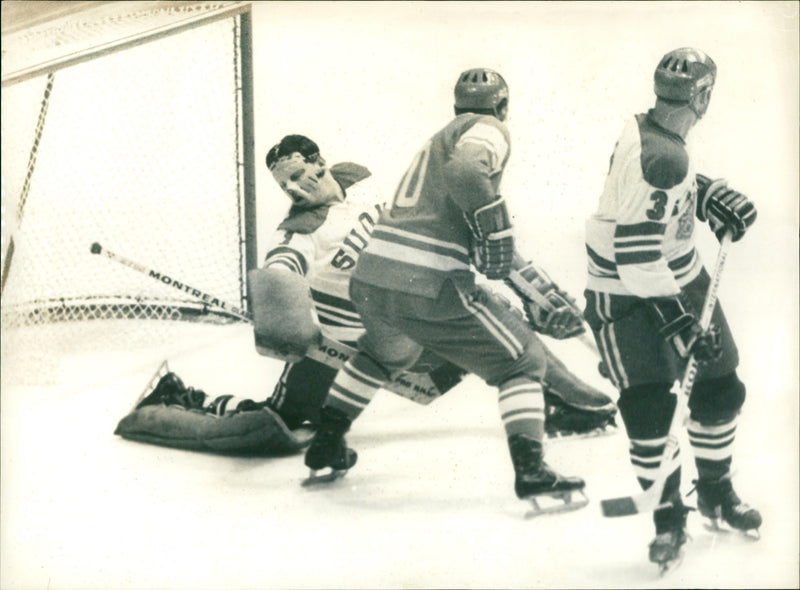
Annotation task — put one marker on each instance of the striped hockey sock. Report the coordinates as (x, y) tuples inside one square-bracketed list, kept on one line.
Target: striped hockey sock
[(521, 404), (713, 447), (355, 385), (645, 455)]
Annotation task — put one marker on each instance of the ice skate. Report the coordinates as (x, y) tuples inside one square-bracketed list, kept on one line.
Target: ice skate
[(563, 420), (328, 456), (666, 549), (536, 481), (717, 501), (170, 391)]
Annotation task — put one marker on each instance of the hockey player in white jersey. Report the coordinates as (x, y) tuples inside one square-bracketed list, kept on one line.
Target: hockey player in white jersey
[(646, 286), (313, 251)]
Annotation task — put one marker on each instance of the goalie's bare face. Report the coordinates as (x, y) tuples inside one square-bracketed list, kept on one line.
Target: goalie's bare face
[(307, 181)]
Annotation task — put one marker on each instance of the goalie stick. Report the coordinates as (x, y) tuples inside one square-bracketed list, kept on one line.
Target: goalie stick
[(417, 387), (650, 499), (26, 186), (531, 293)]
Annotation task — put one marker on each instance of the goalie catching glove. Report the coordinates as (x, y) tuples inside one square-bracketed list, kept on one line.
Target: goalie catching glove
[(680, 328), (549, 310), (492, 248), (724, 208)]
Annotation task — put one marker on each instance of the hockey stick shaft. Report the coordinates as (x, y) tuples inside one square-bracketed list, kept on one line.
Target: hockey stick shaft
[(26, 186), (650, 499), (417, 387)]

**Task objective**: Could you output, word for word, the lines of the material starting at the line that contains "of the goalie's" and ending at the last line of the material, with both of those lines included?

**Full response**:
Annotation task — put one marker on each instance of the goalie's bare face. Report the coordinates as (x, y) tuples inside one square-bracketed list, kept on one line.
Target: goalie's bare face
[(307, 181)]
Annotation task — put one marker on each instance of the goalie stick. Report the coordinates as (x, y) tuples inside one square-bracketed list, kept on one line.
Target: goalie stick
[(417, 387), (650, 499), (26, 186), (531, 293)]
Annotation task — put one marker on each instance of the goalie catching glove. Report the coordinates as (x, y) tuples inside one square-bracketed list, kept on one line.
Target: goalie catching glove
[(680, 328), (549, 310), (492, 248), (724, 208)]
Annotation task — put one marker on each instance of the hockey stick shaft. Report the coordinates as (x, y) tuples inside one square-bracketed list, kept on one line.
Target: hockey stick shaft
[(26, 186), (650, 499), (417, 387)]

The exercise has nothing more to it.